▸ **WHAT YOU NEED TO DO**:
a. Decide whether each statement agrees with the manifesto on art and the forms of nature. Give yes or no for each, quoting the deciding words of the text. (i) Art needs sincerity rather than truth. (ii) The savage was the first to found the principle of naturalism. (iii) The speaker kept the ring of the horizon intact.
b. Answer these questions using the manifesto on art and the forms of nature.
(i) Out of what did the savage fashion his drawings?
(ii) What have things disappeared like?
(iii) What is reproducing beloved objects and little corners of nature likened to?
c. Carry on the manifesto on art and the forms of nature from its final sentence.

▸ **DOCUMENT PASSAGE**:
I have transformed myself in the zero of form and dragged myself out of the rubbish- filled pool of Academic art. I have destroyed the ring of the horizon and escaped from the circle of things, from the horizon-ring which confines the artist and the forms of nature.
This accursed ring, which opens up newer and newer prospects, leads the artist away, from the target of destruction. And only a cowardly consciousness and meagre creative powers in an artist are deceived by this fraud and base their art on the forms of nature, afraid of losing the foundation on which the savage and the academy have based their art.
To reproduce beloved objects and little corners of nature is just like a thief being enraptured by his legs in irons. Only dull and impotent artists screen their work with sincerity. In art there is a need for truth, not sincerity.
Things have disappeared like smoke; to gain the new artistic culture, art approaches creation as an end in itself and domination over the forms of nature.
The Art of the Savage and its Principles
The savage was the first to found the principle of naturalism: fashioning his drawings out of a dot and five little sticks, he tried to recreate his own image.

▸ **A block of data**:
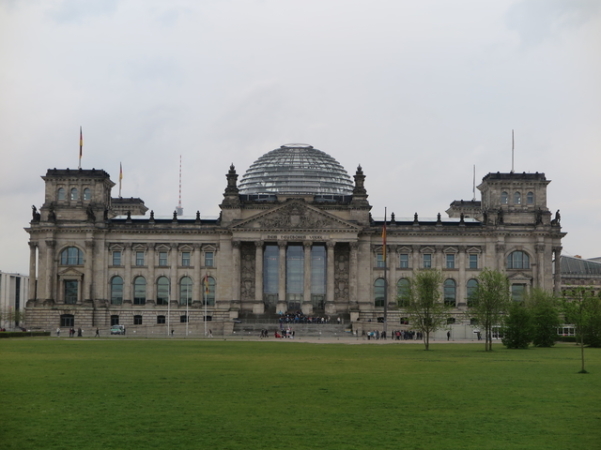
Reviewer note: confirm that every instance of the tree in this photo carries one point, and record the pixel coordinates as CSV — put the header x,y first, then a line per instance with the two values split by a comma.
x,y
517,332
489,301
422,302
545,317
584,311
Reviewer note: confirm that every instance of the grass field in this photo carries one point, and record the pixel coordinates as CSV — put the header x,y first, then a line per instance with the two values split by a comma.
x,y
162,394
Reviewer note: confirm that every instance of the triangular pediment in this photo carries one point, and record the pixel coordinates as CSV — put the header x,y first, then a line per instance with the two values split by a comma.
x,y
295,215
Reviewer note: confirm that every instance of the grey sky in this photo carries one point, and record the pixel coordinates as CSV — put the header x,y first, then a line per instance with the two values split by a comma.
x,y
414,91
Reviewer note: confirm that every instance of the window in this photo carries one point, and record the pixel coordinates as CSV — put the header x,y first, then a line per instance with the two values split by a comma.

▸ **ANSWERS PROVIDED**:
a.
(i) No: "In art there is a need for truth, not sincerity."
(ii) Yes: "The savage was the first to found the principle of naturalism"
(iii) No: "I have destroyed the ring of the horizon"

b.
(i) A dot and five little sticks.
(ii) Smoke.
(iii) A thief being enraptured by his legs in irons.

c.
This first attempt laid the basis for conscious imitation of the forms of nature. From this arose the aim of approaching the face of nature as closely as possible. And all the artists” efforts were directed towards the representation of her creative forms.
Collective art, or the art of copying, had its origin in the tracing of the savage’s first primitive image. Collective, because the real man with his subtle range of feelings, psychology and anatomy had not yet been discovered.
The savage saw neither his external image, nor his inner condition. His consciousness could only see the shape of a man, animal, etc. And as his consciousness developed, so the scheme by which he depicted nature grew more complicated. The further his consciousness embraced nature, the more complicated his work became and the more his knowledge and ability increased. His consciousness developed only on one side, the side of nature’s creation, and not on the side of new forms of art. Therefore his primitive pictures cannot he considered as creative work. The deformities in his pictures are the result of weakness on the technical side. Technique, like consciousness, was only on the path of its development. And his pictures must not be considered as Art. For inability is not art. He merely pointed the way to art.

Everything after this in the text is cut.